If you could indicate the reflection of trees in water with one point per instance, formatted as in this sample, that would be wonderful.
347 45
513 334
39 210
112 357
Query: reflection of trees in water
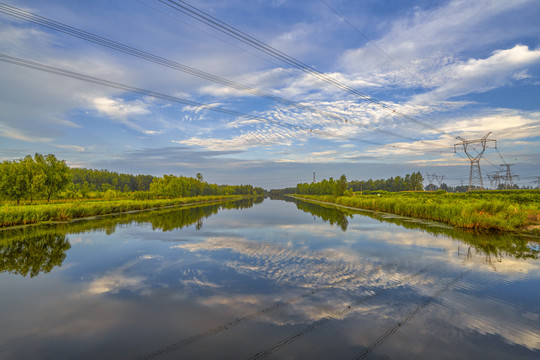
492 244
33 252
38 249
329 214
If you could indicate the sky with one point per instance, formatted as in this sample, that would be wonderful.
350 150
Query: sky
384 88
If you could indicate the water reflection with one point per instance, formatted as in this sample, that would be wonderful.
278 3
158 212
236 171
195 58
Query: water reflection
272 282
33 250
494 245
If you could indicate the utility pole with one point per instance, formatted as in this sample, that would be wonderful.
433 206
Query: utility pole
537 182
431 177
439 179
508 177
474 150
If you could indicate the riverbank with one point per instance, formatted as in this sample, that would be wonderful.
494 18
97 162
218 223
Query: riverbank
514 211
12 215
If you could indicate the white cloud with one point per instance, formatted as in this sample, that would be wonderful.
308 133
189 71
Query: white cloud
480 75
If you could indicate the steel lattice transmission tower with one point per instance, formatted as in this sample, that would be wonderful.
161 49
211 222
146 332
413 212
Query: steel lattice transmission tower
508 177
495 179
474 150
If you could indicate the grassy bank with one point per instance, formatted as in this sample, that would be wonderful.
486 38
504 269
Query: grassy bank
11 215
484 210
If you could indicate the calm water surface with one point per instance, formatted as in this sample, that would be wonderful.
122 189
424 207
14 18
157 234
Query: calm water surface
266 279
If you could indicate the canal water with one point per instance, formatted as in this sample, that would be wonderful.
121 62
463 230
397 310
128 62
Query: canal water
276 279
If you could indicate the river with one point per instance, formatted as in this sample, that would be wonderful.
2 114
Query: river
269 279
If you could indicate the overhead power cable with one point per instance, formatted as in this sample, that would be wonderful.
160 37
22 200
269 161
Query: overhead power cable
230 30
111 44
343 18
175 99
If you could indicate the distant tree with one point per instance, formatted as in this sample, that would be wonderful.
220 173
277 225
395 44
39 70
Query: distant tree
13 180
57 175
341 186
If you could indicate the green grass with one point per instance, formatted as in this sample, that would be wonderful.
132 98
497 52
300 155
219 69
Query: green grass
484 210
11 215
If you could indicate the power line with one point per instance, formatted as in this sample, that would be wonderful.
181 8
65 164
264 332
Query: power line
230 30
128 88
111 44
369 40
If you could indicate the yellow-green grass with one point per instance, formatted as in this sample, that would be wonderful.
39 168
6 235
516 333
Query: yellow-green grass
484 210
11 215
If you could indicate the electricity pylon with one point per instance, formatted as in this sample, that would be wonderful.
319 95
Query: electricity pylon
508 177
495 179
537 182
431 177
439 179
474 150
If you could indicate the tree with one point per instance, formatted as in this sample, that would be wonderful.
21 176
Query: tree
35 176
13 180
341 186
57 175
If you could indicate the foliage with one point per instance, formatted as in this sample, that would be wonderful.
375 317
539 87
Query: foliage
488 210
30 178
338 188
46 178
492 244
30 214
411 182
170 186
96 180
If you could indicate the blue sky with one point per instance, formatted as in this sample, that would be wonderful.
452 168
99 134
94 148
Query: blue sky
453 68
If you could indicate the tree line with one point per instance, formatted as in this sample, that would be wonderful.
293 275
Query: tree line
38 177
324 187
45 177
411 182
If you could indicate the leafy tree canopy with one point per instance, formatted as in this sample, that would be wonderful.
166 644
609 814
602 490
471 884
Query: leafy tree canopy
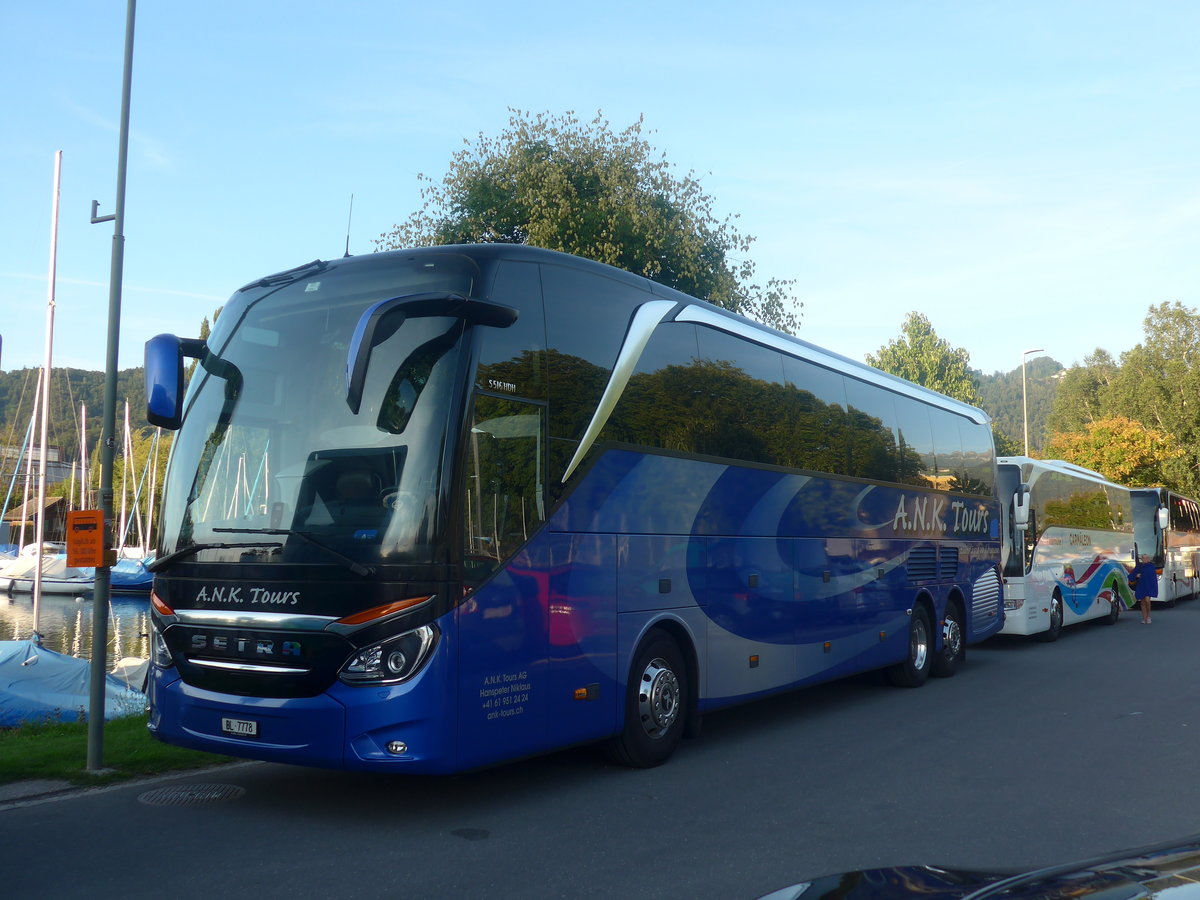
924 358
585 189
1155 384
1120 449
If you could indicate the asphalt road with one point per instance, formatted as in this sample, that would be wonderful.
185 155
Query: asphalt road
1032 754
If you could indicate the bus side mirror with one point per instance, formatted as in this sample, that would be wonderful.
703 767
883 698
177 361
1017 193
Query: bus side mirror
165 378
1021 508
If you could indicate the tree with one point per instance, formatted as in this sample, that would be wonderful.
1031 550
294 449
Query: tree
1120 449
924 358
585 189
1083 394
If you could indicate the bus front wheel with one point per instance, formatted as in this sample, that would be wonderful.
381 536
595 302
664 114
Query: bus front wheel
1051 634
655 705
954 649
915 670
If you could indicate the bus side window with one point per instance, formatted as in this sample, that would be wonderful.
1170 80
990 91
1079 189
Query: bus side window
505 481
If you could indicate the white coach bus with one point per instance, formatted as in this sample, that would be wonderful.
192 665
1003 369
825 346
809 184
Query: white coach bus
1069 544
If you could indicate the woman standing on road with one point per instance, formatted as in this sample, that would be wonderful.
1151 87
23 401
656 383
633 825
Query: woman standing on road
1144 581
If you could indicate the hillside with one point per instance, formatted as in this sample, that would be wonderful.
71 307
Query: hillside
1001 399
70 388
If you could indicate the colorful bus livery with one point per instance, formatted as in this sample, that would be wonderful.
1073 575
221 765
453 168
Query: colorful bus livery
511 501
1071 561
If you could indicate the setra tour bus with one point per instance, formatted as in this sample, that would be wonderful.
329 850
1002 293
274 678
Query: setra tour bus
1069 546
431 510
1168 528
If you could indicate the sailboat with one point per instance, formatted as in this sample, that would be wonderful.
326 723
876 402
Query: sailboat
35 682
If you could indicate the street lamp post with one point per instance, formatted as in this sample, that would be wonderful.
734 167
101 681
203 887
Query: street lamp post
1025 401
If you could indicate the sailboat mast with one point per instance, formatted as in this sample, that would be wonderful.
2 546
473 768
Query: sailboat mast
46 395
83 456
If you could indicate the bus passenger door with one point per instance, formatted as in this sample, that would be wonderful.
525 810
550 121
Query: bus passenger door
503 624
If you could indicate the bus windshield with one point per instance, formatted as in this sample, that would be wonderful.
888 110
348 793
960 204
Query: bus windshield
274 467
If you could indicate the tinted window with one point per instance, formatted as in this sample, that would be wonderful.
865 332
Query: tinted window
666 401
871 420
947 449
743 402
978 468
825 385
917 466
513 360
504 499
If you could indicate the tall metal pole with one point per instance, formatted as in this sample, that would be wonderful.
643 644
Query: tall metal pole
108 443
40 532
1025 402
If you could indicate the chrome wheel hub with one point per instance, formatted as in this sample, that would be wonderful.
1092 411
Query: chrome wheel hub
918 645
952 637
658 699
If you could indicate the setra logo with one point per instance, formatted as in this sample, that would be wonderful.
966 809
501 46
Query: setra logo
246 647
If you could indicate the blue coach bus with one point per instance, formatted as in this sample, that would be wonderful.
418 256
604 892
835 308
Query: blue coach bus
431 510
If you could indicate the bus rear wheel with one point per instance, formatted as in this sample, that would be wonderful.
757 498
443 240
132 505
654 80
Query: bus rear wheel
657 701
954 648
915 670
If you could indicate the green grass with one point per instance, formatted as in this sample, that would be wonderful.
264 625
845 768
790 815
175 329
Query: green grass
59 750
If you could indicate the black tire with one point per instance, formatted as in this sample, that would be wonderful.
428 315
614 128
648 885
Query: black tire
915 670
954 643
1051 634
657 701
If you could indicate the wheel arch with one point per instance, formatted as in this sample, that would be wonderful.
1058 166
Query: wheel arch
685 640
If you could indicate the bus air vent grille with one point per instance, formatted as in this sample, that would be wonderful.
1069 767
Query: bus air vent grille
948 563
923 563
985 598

---

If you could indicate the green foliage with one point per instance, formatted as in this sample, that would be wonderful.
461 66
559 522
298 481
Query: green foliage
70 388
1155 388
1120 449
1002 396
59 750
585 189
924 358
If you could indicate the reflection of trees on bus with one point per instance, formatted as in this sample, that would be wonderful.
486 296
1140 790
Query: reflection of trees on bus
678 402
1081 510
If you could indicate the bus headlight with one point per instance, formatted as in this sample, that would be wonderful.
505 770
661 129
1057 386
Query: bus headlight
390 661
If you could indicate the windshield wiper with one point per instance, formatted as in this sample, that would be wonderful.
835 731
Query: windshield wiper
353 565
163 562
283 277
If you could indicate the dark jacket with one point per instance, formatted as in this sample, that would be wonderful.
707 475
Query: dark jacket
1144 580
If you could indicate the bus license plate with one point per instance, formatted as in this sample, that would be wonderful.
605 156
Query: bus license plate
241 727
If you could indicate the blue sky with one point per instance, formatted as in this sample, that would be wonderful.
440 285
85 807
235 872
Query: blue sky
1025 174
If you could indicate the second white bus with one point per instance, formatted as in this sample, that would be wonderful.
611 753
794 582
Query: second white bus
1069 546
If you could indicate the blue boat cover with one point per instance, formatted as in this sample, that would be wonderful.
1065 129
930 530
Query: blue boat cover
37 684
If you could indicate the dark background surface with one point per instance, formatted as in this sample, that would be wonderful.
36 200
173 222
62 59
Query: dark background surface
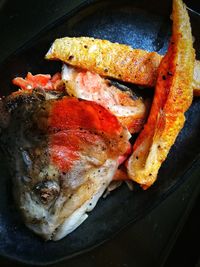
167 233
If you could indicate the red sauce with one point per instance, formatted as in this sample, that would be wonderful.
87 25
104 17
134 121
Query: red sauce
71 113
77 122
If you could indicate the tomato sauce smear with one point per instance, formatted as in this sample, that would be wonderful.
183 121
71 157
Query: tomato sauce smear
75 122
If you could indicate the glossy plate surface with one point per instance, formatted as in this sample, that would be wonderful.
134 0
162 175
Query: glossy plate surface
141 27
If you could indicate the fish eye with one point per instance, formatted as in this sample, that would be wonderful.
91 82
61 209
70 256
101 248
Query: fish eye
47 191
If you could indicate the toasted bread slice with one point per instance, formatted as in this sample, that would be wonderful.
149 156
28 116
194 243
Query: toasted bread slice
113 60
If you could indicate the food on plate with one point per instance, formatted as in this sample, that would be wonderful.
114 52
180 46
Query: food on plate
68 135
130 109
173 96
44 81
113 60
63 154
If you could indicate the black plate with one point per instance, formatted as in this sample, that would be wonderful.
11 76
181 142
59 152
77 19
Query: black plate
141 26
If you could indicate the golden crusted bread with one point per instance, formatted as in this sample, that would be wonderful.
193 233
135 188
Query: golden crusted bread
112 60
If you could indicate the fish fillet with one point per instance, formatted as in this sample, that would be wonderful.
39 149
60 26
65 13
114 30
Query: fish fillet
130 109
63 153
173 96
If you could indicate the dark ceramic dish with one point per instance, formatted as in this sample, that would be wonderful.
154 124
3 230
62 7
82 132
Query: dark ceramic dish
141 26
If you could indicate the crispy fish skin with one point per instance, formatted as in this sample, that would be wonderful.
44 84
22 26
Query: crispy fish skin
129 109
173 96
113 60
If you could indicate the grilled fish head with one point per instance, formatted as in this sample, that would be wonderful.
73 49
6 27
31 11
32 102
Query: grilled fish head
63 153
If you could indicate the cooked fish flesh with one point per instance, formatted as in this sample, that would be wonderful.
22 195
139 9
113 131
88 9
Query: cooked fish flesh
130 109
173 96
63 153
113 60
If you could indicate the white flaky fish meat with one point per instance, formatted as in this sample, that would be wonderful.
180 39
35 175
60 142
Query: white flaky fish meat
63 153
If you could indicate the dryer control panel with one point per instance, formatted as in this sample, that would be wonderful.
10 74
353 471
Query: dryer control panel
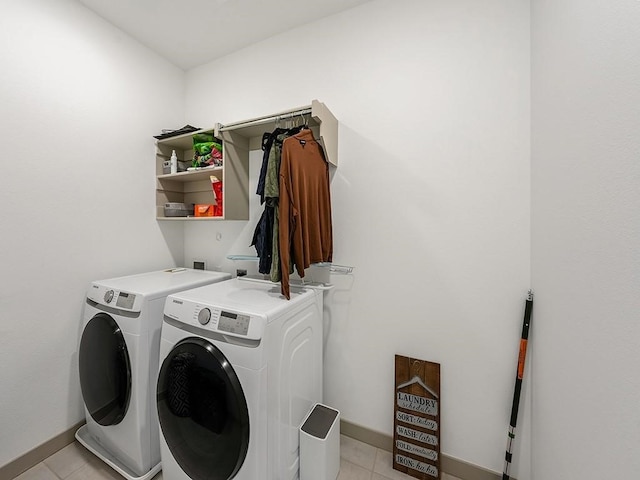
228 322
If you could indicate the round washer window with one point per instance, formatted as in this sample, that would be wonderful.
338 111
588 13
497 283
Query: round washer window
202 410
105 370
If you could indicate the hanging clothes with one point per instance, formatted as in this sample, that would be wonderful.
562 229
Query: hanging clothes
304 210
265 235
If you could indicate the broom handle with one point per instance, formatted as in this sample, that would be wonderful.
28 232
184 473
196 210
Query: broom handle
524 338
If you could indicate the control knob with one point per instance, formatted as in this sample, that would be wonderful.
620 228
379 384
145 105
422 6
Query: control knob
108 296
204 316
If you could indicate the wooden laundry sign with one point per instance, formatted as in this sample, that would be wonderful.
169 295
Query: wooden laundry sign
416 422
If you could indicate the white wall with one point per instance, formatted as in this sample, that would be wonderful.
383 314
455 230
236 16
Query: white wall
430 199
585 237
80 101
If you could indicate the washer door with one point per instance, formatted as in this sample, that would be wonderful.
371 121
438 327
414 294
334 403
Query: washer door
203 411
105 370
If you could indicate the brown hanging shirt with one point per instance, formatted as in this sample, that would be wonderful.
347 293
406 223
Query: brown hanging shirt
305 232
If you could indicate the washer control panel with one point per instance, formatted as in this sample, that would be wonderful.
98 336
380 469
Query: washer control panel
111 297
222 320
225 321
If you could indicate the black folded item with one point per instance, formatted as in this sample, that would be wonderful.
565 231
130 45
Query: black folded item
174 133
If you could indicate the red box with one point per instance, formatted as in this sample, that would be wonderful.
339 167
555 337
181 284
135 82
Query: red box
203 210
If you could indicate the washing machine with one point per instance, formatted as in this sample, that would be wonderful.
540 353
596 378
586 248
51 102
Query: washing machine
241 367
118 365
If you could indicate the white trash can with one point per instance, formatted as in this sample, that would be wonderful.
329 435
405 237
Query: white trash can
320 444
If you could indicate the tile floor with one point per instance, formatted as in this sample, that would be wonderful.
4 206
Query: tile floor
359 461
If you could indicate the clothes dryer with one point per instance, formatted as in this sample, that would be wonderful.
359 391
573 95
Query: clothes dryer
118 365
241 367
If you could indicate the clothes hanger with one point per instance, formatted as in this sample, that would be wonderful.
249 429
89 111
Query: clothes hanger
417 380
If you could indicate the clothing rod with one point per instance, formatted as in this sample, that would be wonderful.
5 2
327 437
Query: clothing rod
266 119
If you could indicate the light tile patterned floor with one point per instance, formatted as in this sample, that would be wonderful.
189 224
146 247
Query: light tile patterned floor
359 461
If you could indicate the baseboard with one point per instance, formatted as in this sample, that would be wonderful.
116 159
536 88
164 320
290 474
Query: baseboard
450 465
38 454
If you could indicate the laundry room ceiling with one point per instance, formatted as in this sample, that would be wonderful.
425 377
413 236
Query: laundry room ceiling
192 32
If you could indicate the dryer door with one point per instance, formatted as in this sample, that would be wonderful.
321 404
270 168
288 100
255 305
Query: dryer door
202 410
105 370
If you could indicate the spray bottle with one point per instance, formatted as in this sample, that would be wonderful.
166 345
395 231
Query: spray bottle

---

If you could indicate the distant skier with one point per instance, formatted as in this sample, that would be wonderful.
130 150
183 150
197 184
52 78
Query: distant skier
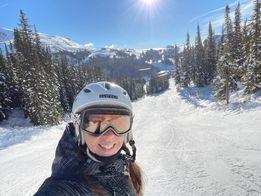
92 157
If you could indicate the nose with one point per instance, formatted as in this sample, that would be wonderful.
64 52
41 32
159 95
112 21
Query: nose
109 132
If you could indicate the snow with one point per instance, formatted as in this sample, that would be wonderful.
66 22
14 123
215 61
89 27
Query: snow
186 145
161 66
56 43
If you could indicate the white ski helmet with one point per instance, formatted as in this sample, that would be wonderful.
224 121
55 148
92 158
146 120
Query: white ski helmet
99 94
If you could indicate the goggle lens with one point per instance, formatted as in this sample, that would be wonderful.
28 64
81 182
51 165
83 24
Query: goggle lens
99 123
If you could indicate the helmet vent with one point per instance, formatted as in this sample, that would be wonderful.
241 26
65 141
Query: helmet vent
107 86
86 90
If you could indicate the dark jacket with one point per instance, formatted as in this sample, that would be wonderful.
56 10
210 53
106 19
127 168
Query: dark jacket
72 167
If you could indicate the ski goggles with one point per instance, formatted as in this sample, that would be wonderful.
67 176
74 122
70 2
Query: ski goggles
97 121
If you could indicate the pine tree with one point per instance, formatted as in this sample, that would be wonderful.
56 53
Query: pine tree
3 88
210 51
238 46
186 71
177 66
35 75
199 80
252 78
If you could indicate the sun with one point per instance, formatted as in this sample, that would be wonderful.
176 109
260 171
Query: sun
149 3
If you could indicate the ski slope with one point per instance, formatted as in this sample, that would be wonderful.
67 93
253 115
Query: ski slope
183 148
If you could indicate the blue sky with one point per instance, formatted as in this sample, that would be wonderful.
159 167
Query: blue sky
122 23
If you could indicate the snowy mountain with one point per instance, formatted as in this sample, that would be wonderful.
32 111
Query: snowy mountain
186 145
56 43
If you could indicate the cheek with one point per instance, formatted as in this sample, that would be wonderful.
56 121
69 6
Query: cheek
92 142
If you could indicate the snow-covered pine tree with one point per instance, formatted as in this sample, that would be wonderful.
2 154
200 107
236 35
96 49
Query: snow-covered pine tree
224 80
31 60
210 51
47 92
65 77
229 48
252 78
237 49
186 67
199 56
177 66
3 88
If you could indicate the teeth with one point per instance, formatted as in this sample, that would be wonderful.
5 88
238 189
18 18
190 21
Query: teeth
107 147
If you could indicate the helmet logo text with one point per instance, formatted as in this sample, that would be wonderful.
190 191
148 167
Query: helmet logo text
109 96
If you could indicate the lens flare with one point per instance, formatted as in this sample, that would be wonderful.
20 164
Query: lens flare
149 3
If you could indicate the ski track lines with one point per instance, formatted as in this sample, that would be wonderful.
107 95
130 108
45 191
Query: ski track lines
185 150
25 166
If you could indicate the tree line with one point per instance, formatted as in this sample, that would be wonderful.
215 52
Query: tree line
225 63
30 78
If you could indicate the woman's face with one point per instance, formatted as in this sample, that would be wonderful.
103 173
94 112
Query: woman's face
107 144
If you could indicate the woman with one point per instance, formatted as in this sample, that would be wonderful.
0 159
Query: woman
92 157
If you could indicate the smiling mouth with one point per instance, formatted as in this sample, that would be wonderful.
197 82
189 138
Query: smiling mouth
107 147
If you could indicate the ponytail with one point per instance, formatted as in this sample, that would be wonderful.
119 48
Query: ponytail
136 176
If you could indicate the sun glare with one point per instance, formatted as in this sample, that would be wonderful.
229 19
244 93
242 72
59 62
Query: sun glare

---

# WRITTEN EXERCISE:
Which lines of the records above contain the string "washing"? Copy each of them.

# COMPLETE RESPONSE:
If you could indicate the washing machine with one point per instance, formatted as in this sample, that would be wonderful.
Query: washing machine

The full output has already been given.